[STATED EXERCISE] Return the lines beginning at the one that contains "Tag a point on every instance of the jersey lettering" and continuing to the end of the entries, including both ends, exactly as written and nothing else.
## BEGIN RECORDED DATA
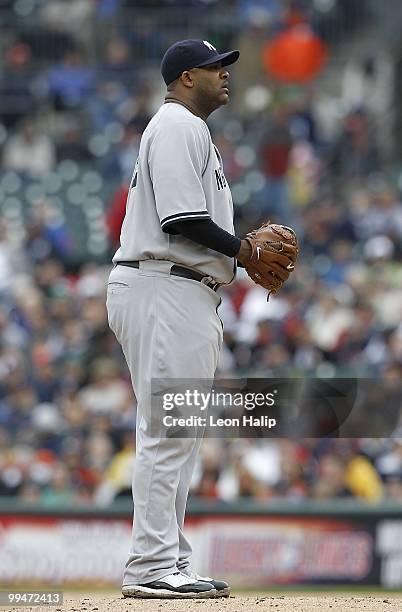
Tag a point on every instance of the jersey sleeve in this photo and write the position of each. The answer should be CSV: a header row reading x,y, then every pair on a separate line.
x,y
177,159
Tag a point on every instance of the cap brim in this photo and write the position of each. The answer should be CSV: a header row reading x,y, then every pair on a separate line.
x,y
226,58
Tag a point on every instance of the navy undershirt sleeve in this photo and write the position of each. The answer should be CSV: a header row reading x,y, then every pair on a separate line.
x,y
207,233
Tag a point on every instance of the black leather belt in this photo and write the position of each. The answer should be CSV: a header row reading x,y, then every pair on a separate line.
x,y
176,270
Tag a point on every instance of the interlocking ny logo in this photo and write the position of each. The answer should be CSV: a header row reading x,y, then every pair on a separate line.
x,y
207,44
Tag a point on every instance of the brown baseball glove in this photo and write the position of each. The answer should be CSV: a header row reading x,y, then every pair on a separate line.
x,y
274,251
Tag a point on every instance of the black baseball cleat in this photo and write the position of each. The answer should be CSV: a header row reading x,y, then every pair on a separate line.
x,y
173,586
222,588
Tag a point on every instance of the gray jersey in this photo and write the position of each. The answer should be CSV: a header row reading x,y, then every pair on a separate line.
x,y
178,176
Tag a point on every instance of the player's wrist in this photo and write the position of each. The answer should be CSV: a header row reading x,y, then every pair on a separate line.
x,y
244,252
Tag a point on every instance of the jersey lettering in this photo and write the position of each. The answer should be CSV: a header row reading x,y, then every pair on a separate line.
x,y
220,179
135,174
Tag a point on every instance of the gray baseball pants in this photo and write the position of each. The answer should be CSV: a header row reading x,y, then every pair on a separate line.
x,y
168,328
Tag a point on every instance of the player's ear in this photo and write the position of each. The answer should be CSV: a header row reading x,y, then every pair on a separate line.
x,y
187,78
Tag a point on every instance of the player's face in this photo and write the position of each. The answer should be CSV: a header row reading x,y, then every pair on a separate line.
## END RECORDED DATA
[WORKED ANSWER]
Tag a point on every instance of the jersey lettering in this photo and write the position of each. The answer should be CSV: a header row reading x,y, then every pair on a separate line.
x,y
220,179
135,174
Tag a point on every instance of the gray baseball pants in this photo and write the position of each. The answer should be CSV: a header row reading x,y, then every pair on a separate line.
x,y
168,328
Tag a point on every instance of the player's ear in this photo and write the position of each. The answer should be CSV: a header row reading x,y, then every pair on a separate line.
x,y
187,78
Tag a point on every instance of the player's face in this photo and write the position of each. The answer should be CSV: a header row reading x,y, then every pair on a separate line.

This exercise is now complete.